### Your instructions
For each line in the records that contains "microphone", make a copy.

### Listed records
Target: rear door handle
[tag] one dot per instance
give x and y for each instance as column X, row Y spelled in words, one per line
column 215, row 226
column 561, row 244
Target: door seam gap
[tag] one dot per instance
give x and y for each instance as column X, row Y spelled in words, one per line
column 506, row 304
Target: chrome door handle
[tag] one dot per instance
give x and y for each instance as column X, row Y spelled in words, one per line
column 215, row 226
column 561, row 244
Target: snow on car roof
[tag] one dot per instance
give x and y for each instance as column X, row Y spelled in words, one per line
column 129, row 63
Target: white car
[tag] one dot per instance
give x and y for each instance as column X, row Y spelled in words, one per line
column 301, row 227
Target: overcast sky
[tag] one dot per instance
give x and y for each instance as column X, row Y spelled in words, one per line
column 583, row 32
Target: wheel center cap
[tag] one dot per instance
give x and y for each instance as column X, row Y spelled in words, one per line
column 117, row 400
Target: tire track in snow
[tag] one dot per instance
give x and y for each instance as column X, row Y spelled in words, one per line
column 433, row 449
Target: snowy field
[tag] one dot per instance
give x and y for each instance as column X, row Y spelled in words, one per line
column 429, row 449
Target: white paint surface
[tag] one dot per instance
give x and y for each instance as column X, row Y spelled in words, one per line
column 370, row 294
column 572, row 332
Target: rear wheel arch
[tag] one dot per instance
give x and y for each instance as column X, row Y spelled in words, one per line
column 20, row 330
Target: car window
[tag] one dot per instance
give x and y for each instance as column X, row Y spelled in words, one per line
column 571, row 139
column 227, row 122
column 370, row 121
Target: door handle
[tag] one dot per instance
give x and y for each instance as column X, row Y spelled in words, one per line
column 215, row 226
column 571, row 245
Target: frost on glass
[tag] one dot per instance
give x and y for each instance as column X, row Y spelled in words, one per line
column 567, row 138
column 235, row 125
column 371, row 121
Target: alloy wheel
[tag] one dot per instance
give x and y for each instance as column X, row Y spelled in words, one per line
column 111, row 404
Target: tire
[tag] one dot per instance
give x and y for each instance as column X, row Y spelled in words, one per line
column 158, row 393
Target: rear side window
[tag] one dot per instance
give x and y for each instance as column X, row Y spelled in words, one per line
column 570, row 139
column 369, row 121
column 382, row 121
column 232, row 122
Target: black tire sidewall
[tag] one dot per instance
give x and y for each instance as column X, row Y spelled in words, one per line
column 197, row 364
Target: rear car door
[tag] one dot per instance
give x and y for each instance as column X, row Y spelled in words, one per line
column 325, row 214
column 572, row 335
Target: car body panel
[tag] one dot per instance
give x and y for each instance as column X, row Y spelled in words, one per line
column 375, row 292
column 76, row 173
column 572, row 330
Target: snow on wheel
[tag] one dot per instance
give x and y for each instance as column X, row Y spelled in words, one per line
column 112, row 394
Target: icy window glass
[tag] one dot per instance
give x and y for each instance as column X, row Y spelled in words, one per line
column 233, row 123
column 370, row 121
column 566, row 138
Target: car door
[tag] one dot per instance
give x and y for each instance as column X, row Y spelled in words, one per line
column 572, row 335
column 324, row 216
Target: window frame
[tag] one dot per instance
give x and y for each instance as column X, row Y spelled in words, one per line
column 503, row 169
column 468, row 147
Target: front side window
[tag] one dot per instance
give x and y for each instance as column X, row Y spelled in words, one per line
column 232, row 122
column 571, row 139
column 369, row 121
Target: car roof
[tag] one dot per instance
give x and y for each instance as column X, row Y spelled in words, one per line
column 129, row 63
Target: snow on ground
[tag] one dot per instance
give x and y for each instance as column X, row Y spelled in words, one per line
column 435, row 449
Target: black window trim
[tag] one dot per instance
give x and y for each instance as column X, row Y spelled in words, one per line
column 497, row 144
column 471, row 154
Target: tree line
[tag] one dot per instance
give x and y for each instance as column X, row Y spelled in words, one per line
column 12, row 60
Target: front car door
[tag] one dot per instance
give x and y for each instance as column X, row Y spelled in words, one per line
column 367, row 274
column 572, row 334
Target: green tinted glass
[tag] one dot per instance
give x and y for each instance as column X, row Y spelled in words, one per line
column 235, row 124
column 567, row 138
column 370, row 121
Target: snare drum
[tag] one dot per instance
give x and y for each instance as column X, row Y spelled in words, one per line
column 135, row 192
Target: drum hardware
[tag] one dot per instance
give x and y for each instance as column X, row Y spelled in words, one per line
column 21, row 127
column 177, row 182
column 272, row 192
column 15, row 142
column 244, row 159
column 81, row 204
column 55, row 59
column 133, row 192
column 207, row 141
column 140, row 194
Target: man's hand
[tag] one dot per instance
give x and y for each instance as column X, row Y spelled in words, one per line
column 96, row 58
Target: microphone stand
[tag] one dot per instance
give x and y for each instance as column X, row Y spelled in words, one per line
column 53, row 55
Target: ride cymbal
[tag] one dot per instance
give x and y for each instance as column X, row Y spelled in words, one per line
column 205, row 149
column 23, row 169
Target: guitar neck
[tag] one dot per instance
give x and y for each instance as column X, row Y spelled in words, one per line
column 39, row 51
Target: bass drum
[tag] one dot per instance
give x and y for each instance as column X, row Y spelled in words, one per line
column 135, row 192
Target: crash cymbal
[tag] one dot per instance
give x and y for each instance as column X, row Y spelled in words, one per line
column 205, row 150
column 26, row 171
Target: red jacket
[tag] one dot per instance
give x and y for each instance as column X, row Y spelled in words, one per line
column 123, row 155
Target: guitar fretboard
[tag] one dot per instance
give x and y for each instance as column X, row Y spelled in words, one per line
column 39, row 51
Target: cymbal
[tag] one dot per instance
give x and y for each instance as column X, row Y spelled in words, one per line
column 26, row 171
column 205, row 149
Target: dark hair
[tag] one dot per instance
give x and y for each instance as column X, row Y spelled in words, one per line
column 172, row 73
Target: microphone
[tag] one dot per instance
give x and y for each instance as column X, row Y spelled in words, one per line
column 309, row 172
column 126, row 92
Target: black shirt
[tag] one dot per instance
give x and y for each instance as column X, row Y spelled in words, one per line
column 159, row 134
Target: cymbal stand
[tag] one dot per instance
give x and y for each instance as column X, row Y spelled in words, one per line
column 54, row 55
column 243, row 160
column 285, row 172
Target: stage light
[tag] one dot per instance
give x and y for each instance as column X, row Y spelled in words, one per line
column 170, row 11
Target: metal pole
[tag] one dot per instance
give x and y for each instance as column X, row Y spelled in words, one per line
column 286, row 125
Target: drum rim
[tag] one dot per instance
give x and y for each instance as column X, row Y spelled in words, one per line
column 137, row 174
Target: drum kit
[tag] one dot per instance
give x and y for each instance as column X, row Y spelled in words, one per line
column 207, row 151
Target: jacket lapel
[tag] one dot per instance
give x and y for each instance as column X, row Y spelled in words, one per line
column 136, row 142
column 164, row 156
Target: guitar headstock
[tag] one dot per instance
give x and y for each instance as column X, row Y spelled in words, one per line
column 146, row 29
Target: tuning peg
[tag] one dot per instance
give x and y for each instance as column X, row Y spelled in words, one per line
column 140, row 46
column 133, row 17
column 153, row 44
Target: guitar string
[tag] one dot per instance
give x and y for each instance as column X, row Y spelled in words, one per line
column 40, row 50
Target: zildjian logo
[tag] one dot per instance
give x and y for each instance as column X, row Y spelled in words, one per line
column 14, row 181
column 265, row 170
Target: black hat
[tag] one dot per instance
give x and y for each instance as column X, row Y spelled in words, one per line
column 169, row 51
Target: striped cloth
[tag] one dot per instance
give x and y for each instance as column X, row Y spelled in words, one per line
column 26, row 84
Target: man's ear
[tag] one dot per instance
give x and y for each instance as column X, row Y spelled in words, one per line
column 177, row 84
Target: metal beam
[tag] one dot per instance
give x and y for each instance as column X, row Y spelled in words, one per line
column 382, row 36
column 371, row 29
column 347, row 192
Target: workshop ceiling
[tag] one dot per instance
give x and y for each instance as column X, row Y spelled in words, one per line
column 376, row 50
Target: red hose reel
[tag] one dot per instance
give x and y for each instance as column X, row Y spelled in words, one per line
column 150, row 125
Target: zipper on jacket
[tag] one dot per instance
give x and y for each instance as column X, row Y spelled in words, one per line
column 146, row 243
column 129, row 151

### Written response
Target: microphone stand
Target: microphone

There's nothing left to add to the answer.